DO THIS. Copy each of the following rows word for word.

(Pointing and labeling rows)
— start —
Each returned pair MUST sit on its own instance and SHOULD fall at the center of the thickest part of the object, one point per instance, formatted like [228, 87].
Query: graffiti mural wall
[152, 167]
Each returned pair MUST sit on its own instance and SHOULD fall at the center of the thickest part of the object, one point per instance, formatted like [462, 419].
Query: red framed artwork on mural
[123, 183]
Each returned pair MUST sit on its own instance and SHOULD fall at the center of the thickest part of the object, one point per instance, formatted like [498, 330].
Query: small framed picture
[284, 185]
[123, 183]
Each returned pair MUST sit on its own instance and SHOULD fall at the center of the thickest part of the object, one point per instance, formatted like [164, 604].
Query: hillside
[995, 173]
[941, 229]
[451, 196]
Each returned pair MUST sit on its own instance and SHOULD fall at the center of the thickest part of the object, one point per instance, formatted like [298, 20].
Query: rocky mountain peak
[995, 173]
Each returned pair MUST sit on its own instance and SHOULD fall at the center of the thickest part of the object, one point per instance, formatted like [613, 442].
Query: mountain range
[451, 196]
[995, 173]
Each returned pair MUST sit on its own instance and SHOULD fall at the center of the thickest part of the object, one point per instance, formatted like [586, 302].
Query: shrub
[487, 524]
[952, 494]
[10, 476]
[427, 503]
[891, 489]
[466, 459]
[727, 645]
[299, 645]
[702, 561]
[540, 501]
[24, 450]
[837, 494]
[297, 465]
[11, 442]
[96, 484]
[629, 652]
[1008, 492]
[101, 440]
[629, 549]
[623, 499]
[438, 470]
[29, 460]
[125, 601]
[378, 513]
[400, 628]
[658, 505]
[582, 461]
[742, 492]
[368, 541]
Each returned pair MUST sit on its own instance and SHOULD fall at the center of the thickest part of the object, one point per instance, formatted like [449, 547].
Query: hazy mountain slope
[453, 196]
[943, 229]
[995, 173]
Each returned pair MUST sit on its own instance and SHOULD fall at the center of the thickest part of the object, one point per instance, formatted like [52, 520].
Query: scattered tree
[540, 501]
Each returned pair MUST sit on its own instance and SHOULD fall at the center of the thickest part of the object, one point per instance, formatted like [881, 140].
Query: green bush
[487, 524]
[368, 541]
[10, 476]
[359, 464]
— end —
SOLUTION TO THIS PROBLEM.
Each returned pair MUST sit on its own instance and SHOULD fall at the center of the thickest part of the object, one point per instance, formatted like [228, 87].
Query: graffiti mural wall
[152, 167]
Each returned pair MUST sit on its own instance and SHOULD fall at the center of the thickest part of the object, one point per instance, formatted like [462, 419].
Query: red framed artwork on mural
[123, 183]
Each returned pair MUST sit on its own instance and SHOULD fall at the center of the thickest part of the object, one point per instance, formatted like [498, 330].
Query: small framed picture
[284, 185]
[123, 183]
Each returned pair MUST sit on its own instance and SHOULD fall at the center of the thickest part of the object, one point per instance, formatted like [164, 604].
Query: hillside
[995, 173]
[941, 229]
[451, 196]
Each returned pair MUST sit on its own instance and SHOULD fall at the center of the thickest part of the object, one point per instance, formatted like [298, 20].
Query: rocky mountain peak
[995, 173]
Each returned pair MUST sit on its own instance and SHOULD fall at the center of the thickest part of the object, one point per instance, formatted like [613, 442].
Query: mountain range
[451, 196]
[995, 173]
Each returned pair MUST sit on its own instance and SHOULD fall at the center of the thickest part of the object, one point per instance, formatted like [586, 302].
Query: shrub
[487, 524]
[952, 494]
[10, 476]
[427, 503]
[891, 489]
[466, 459]
[727, 645]
[299, 645]
[702, 561]
[540, 501]
[24, 450]
[837, 494]
[297, 465]
[11, 442]
[96, 484]
[629, 652]
[1008, 492]
[101, 440]
[629, 549]
[623, 499]
[438, 470]
[29, 460]
[125, 601]
[378, 513]
[400, 628]
[658, 505]
[582, 461]
[742, 492]
[368, 541]
Each returned pair MUST sit on its own instance and SHOULD fall at the center of the thickest part of the object, one point per instance, formatted like [449, 547].
Query: hazy mountain slope
[453, 196]
[943, 229]
[995, 173]
Each returned pair MUST sit on its own instance and SHOULD fall at the center of the thickest part of the object, one point per instance, formatted like [52, 520].
Query: scattered tree
[540, 501]
Each returned pair MUST sit on its own instance and SHOULD fall at the center of the thickest part of the object, one point per instance, formatted like [881, 140].
Query: green bush
[487, 524]
[368, 541]
[10, 476]
[359, 464]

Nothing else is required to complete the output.